* Begin *
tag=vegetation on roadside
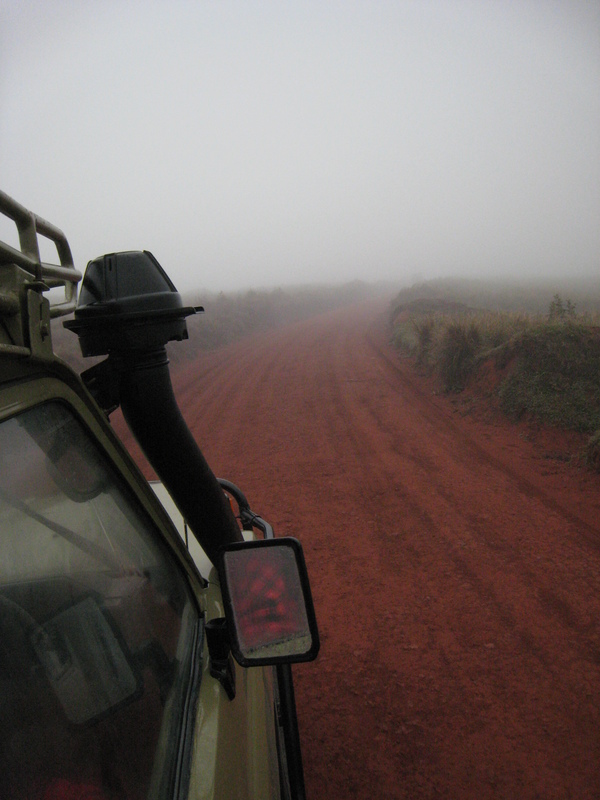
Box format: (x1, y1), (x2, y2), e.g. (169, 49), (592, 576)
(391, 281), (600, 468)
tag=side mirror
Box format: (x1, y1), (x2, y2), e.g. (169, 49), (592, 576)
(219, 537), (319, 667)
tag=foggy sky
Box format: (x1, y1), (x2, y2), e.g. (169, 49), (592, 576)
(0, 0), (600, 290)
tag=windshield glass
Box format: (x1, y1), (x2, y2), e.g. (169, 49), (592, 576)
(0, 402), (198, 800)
* End *
# WHAT IS ASKED:
Rewrite all the lines above with "tag" changed to "label" wherever it appears, and leave everything else as it is. Omit the pictures from your answer.

# PROBLEM SOLUTION:
label=vegetation on roadside
Box format: (x1, y1), (x2, y2), e.g. (169, 49), (592, 576)
(391, 281), (600, 468)
label=side mirror
Box format: (x1, y1), (x2, y2), e.g. (169, 49), (592, 576)
(219, 537), (319, 667)
label=foggy sky
Box format: (x1, y1), (x2, y2), e.g. (169, 49), (592, 576)
(0, 0), (600, 290)
label=windshield glass
Box format: (x1, y1), (x2, y2), e.g. (169, 49), (592, 576)
(0, 402), (198, 800)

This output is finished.